> _WHAT YOU SHOULD DO_
Can you reproduce every line of the material below word for word, without changing anything?

> _DATASET CONTENT_

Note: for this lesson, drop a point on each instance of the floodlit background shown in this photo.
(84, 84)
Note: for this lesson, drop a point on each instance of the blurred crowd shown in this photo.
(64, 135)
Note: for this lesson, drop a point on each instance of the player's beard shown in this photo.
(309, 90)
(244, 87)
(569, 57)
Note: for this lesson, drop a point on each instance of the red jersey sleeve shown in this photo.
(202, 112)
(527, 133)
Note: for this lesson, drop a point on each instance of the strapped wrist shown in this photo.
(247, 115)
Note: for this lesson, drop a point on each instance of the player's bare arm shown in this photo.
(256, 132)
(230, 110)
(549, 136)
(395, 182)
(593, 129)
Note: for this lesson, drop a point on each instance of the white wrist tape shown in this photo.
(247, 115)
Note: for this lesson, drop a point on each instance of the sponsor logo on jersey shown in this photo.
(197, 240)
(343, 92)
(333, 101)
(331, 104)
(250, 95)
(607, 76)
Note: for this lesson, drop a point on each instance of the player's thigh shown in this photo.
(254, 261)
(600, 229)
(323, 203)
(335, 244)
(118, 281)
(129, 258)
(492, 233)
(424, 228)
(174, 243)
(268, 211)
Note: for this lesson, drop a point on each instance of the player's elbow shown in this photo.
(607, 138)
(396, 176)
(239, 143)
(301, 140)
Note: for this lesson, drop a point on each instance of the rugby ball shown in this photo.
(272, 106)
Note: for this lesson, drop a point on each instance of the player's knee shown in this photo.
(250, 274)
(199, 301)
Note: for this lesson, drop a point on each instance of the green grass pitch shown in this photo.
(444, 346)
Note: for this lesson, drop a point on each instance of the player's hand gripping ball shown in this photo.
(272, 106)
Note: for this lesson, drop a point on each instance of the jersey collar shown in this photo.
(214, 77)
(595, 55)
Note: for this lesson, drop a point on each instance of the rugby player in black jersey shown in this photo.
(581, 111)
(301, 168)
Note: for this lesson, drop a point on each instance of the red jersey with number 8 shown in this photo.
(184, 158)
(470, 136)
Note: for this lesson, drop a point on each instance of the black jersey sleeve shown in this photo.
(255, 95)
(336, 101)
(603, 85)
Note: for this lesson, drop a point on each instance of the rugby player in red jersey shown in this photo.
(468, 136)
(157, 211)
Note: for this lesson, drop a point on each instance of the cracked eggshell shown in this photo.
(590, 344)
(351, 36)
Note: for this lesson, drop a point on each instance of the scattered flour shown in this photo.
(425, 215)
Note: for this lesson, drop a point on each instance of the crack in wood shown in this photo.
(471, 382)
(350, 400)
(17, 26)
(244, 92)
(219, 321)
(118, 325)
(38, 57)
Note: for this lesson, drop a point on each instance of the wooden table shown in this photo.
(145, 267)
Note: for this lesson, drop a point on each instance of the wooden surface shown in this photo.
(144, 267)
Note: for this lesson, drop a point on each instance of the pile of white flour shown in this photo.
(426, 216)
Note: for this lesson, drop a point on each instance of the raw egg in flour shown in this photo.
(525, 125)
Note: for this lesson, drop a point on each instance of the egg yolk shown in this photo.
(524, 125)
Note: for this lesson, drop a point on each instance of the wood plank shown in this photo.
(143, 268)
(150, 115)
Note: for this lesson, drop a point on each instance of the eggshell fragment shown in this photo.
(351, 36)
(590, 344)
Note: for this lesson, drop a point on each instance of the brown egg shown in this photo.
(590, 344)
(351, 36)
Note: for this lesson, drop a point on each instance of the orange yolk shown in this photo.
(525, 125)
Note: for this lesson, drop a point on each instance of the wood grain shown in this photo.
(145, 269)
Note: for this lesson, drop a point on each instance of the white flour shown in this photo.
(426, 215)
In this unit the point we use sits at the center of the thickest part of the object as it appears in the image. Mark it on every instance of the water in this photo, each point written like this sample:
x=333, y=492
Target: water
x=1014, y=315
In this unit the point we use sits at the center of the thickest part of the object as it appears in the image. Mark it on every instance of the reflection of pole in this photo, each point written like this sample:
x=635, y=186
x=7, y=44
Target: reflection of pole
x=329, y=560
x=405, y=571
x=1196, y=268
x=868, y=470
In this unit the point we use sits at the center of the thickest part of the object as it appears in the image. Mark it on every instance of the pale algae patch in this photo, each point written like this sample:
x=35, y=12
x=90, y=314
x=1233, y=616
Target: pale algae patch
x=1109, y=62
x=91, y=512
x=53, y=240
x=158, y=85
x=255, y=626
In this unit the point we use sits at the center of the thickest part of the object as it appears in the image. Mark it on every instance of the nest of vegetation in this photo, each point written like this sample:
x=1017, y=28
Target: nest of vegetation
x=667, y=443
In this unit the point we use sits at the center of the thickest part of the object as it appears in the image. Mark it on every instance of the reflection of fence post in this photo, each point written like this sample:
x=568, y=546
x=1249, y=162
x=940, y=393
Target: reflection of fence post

> _FINISHED TASK_
Note: for this lesson, drop a point on each instance of the floodlit background shown in this photo.
(84, 84)
Note: for this lesson, drop a point on each instance of the blurred crowd shown in this photo.
(64, 135)
Note: for this lesson, drop a point on each instance of the player's beard shown in this photo.
(309, 90)
(244, 87)
(569, 57)
Note: for this lesson, drop a point on each instance of the red jersey sleeve shown in this photo.
(202, 112)
(527, 133)
Note: for this lesson, drop a point on each instance of the strapped wrist shown in this photo.
(247, 115)
Note: for this lesson, drop a point on each instance of the player's bare arm shown in this photo.
(256, 132)
(230, 110)
(549, 136)
(395, 182)
(593, 129)
Note: for this lesson, drop a point on each instance of the white wrist tape shown in this photo.
(247, 115)
Note: for this lesson, drop a point on each instance of the sponsor logo on jersey shown in this photo.
(197, 240)
(343, 92)
(333, 101)
(331, 104)
(250, 95)
(607, 76)
Note: for this lesson, drop a point on each instance of the player's thigh shown in this photo.
(254, 261)
(600, 229)
(323, 203)
(335, 244)
(118, 281)
(129, 258)
(492, 233)
(424, 228)
(174, 243)
(268, 211)
Note: for this lesson, drop a point on each instance of the player's elbow shown in this photo.
(607, 138)
(396, 176)
(239, 143)
(301, 140)
Note: for this lesson, drop a point on each instance of the rugby ball shown in this photo.
(272, 106)
Note: for this lesson, drop a point on each instance of the player's knee shown in this photo.
(250, 274)
(199, 301)
Note: for this lesson, drop a point on each instance of the green grass pitch shown in this photo.
(444, 346)
Note: for this lesson, drop a point on each instance of the player's hand gripping ball shown in this photo.
(272, 106)
Note: for this lesson, drop a point on each instance of the jersey collar shown in this photo.
(214, 77)
(595, 55)
Note: for this lesson, drop a point on each instance of the rugby player in black jersey shown in this photo.
(581, 111)
(301, 168)
Note: for this lesson, drop a point on each instance of the red jersey with number 8 shown in this photo.
(184, 158)
(470, 136)
Note: for this lesson, drop a point on each instance of the black jersey sleeve shown in this photo.
(255, 95)
(336, 101)
(603, 85)
Note: for this lesson, drop a point on each instance of the rugby player in red jersey shown in this photo.
(468, 136)
(157, 211)
Note: for this lesson, drop a point on each instance of the cracked eggshell shown in this photo.
(590, 344)
(351, 36)
Note: for this lesson, drop a point on each instance of the scattered flour shown in this photo.
(425, 215)
Note: for this lesson, drop a point on each instance of the crack in wood shown in this photo.
(471, 382)
(350, 400)
(17, 26)
(244, 92)
(219, 321)
(118, 325)
(38, 57)
Note: for this lesson, drop a point on each instance of the wooden table shown in this photo.
(145, 267)
Note: for this lesson, drop a point on each instance of the wooden surface shown in this photo.
(144, 267)
Note: for this lesson, drop a point on each instance of the pile of white flour shown in this photo.
(426, 216)
Note: for this lesson, drop a point on each instance of the raw egg in flour shown in this photo.
(525, 125)
Note: for this lesson, drop a point on each instance of the egg yolk shown in this photo.
(524, 125)
Note: for this lesson, drop a point on each instance of the wood plank shown in this photo.
(143, 268)
(150, 115)
Note: for this lesson, drop a point on each instance of the eggshell fragment shown in this photo.
(351, 36)
(590, 344)
Note: for this lesson, drop a point on each instance of the brown egg shown in this photo.
(590, 344)
(351, 36)
Note: for this lesson, drop a point on each instance of the orange yolk shown in this photo.
(525, 125)
Note: for this lesson, drop a point on each instance of the wood grain shown in this photo.
(145, 269)
Note: for this lesson, drop a point on each instance of the white flour shown in this photo.
(426, 215)
In this unit the point we use sits at the center of the thickest part of the object as it appears in the image. Mark it on every instance of the water in this photo, each point written like this sample:
x=333, y=492
Target: water
x=1014, y=315
In this unit the point we use sits at the center of the thickest part of the object as it appears in the image. Mark it on every instance of the reflection of pole in this photo, each point written like this sample:
x=635, y=186
x=7, y=44
Target: reflection of pole
x=329, y=560
x=405, y=571
x=1196, y=268
x=868, y=470
In this unit the point we use sits at the center of the thickest part of the object as it appears in the image. Mark it on every instance of the pale algae patch in this photo, each point written like this sample:
x=35, y=12
x=90, y=314
x=1233, y=616
Target: pale algae patch
x=1109, y=62
x=91, y=512
x=53, y=240
x=158, y=85
x=255, y=626
In this unit the point we use sits at the center of the thickest part of the object as it appears in the image. Mark it on every instance of the nest of vegetation in this photo, each point written like this sample:
x=1017, y=28
Target: nest of vegetation
x=667, y=443
In this unit the point we use sits at the center of the thickest part of the object as it appears in the image. Mark it on every instance of the reflection of fence post in this photo, each point written like this sample:
x=568, y=546
x=1249, y=162
x=940, y=393
Target: reflection of fence post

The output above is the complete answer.